§ EXERCISE DIRECTIONS: From the line that includes "Tight annotation required. Target: dark blue" to the last line of the data, quote each line precisely; both boundary lines belong in the answer.

↓

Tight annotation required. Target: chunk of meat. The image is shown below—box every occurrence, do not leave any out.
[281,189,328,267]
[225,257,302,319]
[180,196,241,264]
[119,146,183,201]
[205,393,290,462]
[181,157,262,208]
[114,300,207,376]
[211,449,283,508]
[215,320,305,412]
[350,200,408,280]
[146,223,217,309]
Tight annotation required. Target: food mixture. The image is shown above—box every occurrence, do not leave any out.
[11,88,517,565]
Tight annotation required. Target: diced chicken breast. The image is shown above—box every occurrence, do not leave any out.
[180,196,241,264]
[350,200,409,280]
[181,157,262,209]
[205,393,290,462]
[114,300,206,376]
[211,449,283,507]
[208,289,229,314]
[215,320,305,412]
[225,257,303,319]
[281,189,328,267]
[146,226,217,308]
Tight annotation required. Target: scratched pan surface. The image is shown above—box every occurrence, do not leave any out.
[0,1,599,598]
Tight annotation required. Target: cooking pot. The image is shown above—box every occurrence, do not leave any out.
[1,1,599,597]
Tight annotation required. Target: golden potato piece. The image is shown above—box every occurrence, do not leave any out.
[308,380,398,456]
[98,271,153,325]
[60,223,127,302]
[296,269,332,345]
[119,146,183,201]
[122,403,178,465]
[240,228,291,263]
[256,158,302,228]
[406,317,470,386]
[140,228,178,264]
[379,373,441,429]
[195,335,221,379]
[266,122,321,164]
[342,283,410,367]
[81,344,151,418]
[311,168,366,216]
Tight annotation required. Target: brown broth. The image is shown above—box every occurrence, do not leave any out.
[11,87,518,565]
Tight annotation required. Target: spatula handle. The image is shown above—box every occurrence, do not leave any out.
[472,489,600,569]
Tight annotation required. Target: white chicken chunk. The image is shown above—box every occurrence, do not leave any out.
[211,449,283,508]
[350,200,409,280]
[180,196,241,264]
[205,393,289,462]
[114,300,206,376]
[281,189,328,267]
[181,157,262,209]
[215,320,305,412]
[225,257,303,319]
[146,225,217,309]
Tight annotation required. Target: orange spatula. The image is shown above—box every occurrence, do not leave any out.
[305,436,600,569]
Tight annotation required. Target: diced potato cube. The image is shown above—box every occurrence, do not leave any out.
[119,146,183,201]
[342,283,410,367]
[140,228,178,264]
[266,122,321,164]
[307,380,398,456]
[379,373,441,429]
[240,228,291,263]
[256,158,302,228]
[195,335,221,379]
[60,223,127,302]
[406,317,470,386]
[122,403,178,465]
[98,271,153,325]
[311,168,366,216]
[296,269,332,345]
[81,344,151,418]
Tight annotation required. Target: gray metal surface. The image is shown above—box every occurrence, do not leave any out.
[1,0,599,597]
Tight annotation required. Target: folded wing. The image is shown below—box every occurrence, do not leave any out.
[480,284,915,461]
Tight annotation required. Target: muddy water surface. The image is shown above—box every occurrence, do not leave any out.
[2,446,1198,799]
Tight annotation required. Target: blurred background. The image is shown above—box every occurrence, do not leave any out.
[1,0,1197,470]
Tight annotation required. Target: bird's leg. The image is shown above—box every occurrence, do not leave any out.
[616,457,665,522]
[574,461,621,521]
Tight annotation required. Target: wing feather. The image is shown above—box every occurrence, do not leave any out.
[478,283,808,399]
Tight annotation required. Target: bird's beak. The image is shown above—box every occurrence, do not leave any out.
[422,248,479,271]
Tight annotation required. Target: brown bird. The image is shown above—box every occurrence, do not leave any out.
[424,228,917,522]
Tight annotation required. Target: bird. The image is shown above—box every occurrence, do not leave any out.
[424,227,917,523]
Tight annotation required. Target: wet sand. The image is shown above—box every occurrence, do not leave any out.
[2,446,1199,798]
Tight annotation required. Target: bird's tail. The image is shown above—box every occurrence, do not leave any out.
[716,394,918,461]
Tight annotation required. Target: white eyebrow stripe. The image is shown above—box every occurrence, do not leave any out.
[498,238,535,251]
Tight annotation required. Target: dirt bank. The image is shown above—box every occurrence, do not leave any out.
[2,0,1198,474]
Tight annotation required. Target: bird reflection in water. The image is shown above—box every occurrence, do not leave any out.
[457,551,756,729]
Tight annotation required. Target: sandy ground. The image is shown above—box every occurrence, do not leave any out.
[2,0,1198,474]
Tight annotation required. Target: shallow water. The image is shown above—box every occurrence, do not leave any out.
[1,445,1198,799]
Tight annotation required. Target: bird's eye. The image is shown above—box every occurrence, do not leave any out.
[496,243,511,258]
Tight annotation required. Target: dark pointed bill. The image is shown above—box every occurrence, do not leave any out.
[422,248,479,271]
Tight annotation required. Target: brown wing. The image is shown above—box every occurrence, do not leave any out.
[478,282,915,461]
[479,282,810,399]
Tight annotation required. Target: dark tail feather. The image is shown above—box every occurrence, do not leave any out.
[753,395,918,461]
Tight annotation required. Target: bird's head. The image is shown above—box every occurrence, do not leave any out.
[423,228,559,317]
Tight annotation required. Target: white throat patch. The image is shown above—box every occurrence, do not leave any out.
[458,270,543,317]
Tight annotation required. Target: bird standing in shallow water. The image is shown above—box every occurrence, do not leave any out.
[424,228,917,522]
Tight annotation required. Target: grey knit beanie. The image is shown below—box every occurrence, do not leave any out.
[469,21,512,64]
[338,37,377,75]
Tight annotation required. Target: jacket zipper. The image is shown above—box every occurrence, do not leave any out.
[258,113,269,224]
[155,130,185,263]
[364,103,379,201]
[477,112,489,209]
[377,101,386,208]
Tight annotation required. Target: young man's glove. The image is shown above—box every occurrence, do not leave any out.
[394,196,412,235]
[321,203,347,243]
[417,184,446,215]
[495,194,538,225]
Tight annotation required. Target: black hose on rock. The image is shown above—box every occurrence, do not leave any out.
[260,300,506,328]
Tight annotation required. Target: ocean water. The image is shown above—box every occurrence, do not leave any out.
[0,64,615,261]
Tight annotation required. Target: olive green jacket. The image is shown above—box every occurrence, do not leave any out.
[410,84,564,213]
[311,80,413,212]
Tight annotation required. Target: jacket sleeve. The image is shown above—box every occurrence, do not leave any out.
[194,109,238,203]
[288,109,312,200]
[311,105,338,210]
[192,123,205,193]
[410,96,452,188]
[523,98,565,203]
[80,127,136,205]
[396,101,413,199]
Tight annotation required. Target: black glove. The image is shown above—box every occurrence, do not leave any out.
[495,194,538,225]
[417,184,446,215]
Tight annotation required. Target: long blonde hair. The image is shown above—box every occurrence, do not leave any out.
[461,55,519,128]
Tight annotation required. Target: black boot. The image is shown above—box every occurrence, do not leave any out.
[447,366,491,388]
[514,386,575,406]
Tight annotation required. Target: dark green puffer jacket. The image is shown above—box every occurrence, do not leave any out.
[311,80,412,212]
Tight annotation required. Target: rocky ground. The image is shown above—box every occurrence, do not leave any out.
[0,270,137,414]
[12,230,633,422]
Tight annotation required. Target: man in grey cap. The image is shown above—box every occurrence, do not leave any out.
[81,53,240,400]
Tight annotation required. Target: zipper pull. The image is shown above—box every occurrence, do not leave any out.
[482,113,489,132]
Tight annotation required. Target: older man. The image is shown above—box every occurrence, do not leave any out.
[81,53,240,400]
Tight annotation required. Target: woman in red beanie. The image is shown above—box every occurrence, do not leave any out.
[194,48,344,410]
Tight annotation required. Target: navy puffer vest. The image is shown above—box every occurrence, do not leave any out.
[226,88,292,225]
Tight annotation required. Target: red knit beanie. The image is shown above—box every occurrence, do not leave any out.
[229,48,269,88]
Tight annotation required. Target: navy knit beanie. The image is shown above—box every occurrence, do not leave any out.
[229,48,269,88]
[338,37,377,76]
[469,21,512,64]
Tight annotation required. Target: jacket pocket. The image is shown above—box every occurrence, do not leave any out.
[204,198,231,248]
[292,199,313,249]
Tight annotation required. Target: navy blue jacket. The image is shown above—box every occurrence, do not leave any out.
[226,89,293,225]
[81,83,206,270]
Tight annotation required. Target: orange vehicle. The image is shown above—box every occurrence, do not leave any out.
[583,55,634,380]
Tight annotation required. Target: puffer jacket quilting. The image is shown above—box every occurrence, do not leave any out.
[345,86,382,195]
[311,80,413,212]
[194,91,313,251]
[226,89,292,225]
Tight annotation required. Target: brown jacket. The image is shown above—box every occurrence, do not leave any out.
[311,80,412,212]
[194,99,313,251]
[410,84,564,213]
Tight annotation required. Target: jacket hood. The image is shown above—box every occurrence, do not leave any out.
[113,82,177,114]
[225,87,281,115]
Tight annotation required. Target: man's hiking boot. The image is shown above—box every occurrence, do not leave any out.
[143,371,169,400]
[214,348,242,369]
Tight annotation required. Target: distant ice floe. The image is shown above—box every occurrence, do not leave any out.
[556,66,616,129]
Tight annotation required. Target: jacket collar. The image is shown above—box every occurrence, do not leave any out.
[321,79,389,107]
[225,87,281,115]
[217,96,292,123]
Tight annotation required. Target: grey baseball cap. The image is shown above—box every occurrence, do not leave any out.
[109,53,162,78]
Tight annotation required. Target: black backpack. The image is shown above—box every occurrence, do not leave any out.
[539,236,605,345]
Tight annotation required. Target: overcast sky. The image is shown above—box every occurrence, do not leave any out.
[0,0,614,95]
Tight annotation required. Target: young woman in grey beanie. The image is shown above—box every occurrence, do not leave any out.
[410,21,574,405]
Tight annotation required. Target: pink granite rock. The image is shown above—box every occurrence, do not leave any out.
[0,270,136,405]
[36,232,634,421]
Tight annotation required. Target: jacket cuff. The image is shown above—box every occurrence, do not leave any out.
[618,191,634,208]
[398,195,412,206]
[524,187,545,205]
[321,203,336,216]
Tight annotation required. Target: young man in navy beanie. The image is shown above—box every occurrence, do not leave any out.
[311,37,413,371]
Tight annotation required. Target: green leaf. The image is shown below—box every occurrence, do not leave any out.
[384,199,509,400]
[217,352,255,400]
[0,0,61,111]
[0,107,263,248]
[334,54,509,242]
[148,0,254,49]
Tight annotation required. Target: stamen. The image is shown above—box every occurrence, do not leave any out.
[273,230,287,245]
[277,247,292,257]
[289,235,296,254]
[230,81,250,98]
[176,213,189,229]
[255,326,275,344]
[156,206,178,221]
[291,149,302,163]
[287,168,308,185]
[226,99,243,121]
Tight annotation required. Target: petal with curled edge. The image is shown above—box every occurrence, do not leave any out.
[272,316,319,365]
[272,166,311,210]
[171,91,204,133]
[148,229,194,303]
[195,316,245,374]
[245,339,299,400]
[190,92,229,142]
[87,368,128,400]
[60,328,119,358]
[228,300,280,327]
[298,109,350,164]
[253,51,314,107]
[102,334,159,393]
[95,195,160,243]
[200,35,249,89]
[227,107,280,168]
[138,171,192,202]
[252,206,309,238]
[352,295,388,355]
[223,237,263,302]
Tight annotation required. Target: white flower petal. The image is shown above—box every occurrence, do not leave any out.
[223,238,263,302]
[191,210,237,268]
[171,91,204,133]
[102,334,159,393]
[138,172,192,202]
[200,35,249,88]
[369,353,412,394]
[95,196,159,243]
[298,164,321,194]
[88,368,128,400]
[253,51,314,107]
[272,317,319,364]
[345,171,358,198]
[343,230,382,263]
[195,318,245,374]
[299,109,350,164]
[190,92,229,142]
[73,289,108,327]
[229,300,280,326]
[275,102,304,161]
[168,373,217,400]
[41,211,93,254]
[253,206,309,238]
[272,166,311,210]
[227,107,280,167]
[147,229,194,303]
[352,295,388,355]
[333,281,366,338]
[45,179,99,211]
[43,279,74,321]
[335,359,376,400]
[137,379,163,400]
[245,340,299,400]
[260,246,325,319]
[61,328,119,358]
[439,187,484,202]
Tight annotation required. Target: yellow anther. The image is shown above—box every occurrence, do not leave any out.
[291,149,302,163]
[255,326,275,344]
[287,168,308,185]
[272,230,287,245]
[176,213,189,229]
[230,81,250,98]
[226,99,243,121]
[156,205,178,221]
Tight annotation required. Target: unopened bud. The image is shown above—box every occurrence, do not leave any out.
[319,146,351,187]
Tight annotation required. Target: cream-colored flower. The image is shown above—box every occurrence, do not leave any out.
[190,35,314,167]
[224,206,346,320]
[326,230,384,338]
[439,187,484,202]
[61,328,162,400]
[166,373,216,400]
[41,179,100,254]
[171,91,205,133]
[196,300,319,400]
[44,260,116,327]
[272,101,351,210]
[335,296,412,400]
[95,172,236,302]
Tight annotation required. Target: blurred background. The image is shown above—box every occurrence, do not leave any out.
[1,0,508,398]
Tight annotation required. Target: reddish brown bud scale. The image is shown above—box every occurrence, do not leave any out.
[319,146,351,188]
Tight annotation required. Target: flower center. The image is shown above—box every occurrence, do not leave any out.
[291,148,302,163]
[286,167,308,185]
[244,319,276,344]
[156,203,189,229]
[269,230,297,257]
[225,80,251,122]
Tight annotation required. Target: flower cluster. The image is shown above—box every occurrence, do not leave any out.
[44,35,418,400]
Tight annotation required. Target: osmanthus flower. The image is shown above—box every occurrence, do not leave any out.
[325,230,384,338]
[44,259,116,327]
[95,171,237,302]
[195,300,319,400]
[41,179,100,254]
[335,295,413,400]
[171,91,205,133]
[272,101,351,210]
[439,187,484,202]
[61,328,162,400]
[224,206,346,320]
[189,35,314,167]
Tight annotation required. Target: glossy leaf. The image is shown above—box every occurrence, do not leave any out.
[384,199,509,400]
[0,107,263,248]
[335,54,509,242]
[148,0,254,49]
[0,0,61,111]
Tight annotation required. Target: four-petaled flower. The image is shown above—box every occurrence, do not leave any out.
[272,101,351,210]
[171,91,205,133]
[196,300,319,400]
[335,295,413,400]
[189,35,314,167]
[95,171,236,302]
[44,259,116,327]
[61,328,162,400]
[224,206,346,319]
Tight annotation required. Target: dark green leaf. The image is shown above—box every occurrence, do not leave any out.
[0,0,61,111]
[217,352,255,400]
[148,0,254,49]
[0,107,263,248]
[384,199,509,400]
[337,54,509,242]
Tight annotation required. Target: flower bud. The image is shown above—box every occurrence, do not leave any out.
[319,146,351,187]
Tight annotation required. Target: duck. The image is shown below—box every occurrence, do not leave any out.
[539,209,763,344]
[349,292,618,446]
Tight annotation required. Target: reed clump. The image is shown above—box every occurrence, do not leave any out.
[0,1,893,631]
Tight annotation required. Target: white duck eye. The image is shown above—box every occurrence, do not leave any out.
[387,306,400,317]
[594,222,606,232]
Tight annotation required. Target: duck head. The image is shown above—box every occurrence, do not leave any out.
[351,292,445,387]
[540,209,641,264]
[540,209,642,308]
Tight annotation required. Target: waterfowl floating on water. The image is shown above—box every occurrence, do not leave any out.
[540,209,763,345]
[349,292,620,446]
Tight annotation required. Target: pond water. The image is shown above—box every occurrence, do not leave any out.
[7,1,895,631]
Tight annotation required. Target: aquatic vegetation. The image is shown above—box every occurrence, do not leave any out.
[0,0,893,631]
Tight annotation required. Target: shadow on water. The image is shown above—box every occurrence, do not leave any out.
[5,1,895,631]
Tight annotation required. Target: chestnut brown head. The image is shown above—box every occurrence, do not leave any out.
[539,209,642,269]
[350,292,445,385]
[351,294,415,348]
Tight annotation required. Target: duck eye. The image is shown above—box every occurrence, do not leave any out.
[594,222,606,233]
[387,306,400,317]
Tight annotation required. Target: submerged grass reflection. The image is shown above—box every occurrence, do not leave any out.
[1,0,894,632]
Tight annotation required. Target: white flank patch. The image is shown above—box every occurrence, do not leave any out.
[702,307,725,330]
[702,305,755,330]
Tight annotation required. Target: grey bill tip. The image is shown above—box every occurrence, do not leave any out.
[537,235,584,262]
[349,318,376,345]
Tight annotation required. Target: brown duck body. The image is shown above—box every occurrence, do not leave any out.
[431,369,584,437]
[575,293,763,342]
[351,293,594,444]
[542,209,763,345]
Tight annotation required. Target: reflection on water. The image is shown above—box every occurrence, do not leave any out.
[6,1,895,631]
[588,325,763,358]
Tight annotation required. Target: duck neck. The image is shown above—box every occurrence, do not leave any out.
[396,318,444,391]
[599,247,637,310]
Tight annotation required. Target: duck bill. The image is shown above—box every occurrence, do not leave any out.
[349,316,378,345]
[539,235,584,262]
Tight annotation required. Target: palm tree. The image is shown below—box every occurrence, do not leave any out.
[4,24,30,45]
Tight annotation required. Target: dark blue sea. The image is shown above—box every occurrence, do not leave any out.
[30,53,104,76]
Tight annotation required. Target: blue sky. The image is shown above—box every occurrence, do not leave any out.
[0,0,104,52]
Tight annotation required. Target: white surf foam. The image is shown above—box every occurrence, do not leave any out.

↑

§ RESPONSE:
Tight annotation required. Target: dark blue sea. The image is shown above—box every occurrence, do not leave any out.
[30,53,104,76]
Tight annotation required. Target: blue sky. The image is shown above—box every occurrence, do not leave any out.
[0,0,104,52]
Tight annotation required. Target: white surf foam. The image is shown above—box every occurrence, do not leave any out.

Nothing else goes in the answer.